WRITTEN INSTRUCTION
Would you transcribe the listing that follows, character for character, and omit its images?

RECORD LIST
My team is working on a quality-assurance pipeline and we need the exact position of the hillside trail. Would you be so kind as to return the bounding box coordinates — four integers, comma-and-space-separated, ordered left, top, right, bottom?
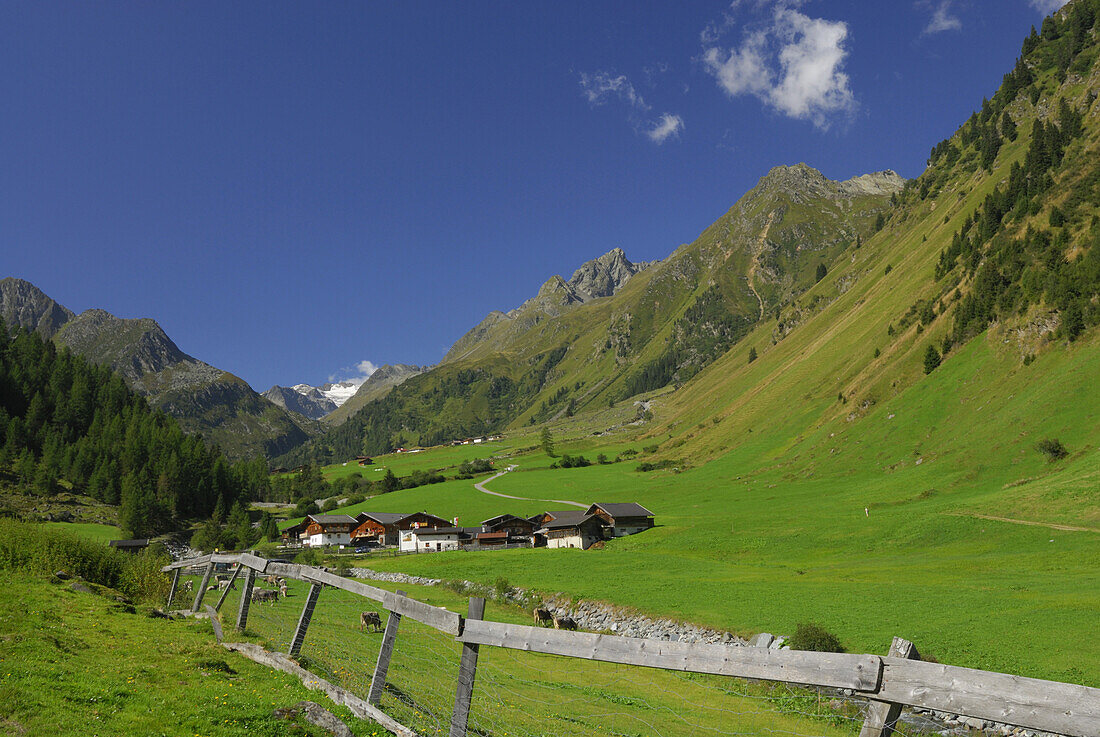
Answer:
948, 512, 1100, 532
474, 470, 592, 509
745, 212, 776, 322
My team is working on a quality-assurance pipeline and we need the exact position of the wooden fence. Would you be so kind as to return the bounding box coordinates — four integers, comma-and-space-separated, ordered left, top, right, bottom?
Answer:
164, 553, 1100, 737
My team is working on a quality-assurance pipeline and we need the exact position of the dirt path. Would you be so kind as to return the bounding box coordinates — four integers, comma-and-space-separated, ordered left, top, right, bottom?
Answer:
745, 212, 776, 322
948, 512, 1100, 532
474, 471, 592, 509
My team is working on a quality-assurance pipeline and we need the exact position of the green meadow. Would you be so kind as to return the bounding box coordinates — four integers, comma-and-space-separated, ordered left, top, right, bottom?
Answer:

EXERCISE RESPONSE
My team is working on a quality-assurance pipeline and we need the exact position of the hillside trail. Would you be so kind as to return the bounding box coordinates — four integers, comma-and-space-separated, ordered left, top, right, bottom?
Answer:
948, 512, 1100, 532
474, 470, 592, 509
745, 212, 776, 322
My team is working on a quality-assurance pipeline and we need the exact position of the wooden fence. Would you be so kind as to return the bounding box coordinates — four integers, comma-and-space-separated, ordered left, top, right, bottom?
Answer:
164, 553, 1100, 737
My team is working on a quality-assurance pipeline and we need the exact position of the dirt path. Would you be so kind as to return the bounding box coordinates — four integers, comma-and-space-separated, ordered left, top, right, bottom?
Answer:
745, 212, 776, 322
948, 512, 1100, 532
474, 471, 592, 509
My team is working on a quality-assurance pipeline and we need the exact position of the green meadow. Would you be so kind as to return the bounding box coordinates — four integers, comma-and-space-separated, ordered left, top, right, bottom?
Answer:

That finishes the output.